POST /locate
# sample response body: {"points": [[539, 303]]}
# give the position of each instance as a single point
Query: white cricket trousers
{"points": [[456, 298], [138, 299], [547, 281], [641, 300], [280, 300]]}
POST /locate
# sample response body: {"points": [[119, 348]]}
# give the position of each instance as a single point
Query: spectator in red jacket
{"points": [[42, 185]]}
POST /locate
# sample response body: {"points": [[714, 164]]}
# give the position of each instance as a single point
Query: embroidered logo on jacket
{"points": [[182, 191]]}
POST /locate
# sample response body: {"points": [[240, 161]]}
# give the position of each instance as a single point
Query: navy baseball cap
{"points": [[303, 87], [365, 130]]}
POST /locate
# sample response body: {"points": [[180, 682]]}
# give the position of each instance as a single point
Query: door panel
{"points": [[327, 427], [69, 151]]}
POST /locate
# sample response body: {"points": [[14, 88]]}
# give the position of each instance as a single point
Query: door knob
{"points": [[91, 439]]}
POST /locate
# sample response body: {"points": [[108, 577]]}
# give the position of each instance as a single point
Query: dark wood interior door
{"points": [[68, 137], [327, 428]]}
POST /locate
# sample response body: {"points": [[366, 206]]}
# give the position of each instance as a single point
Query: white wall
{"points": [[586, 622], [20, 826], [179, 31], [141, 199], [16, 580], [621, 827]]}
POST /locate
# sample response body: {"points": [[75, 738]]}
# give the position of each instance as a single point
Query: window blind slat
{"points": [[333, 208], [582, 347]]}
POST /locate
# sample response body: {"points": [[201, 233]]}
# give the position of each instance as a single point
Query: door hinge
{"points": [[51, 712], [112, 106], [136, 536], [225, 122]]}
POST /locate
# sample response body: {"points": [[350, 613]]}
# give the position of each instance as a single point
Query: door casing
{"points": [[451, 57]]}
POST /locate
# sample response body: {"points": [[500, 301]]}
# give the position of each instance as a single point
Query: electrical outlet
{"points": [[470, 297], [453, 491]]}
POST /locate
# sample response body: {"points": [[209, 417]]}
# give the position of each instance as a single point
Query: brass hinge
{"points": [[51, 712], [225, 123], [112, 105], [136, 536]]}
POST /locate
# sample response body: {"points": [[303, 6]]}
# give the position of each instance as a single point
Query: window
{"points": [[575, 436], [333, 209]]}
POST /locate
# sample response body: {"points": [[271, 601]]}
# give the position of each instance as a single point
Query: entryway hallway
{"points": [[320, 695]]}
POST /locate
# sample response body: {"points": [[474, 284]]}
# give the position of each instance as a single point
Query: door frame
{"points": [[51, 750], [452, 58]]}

☆ ☆ ☆ ☆ ☆ ☆ ☆

> [EXERCISE INSTRUCTIONS]: Repeat the records above exactly.

> [TASK OUTPUT]:
POST /locate
# sample response body: {"points": [[539, 303]]}
# give the position of each instance as a single point
Query: white cricket trousers
{"points": [[456, 298], [138, 299], [547, 281], [641, 300], [280, 300]]}
POST /locate
# sample response body: {"points": [[119, 348]]}
# give the position of each instance as a single point
Query: spectator in red jacket
{"points": [[42, 185]]}
POST /locate
# sample response body: {"points": [[714, 164]]}
# give the position of each instance as a single point
Query: embroidered logo on jacket
{"points": [[182, 191]]}
POST /locate
# sample response body: {"points": [[240, 161]]}
# give the position of each instance as a single point
Query: navy baseball cap
{"points": [[303, 87], [365, 130]]}
POST /locate
# sample response body: {"points": [[180, 682]]}
# give the position of each instance as a single point
Query: door panel
{"points": [[327, 427], [69, 151]]}
POST /locate
# sample response body: {"points": [[14, 88]]}
# give the position of each instance as a single point
Query: door knob
{"points": [[91, 439]]}
POST /locate
# sample response body: {"points": [[108, 577]]}
# give the position of each instance as a single point
Query: dark wood interior door
{"points": [[68, 137], [327, 428]]}
POST /locate
# sample response body: {"points": [[366, 206]]}
# give the position of each instance as a single point
Query: white wall
{"points": [[586, 622], [20, 826], [179, 31], [141, 199], [16, 580], [621, 827]]}
POST /locate
# sample response body: {"points": [[75, 738]]}
# give the position of each instance as a single point
Query: window blind slat
{"points": [[333, 208], [582, 347]]}
POST /locate
# sample response body: {"points": [[201, 233]]}
# give the position of each instance as a single point
Query: door hinge
{"points": [[51, 712], [112, 106], [136, 536], [225, 122]]}
POST /locate
# sample response body: {"points": [[350, 613]]}
# give the position of each instance as a single point
Query: door casing
{"points": [[451, 57]]}
POST /locate
# sample response body: {"points": [[500, 301]]}
# give the position of each instance as a single point
Query: electrical outlet
{"points": [[470, 297], [453, 491]]}
POST /locate
# sample response body: {"points": [[209, 417]]}
# give the position of each instance as a single point
Query: brass hinge
{"points": [[51, 712], [225, 123], [112, 105], [136, 536]]}
POST /locate
# sample response body: {"points": [[303, 6]]}
# give the position of each instance as a single point
Query: window
{"points": [[575, 436], [333, 209]]}
POST /locate
# sample response body: {"points": [[271, 601]]}
# give the position of each instance as a single point
Query: entryway hallway
{"points": [[320, 695]]}
POST /locate
# sample response body: {"points": [[474, 284]]}
# give the position of each instance as a single point
Query: door frame
{"points": [[51, 750], [452, 58]]}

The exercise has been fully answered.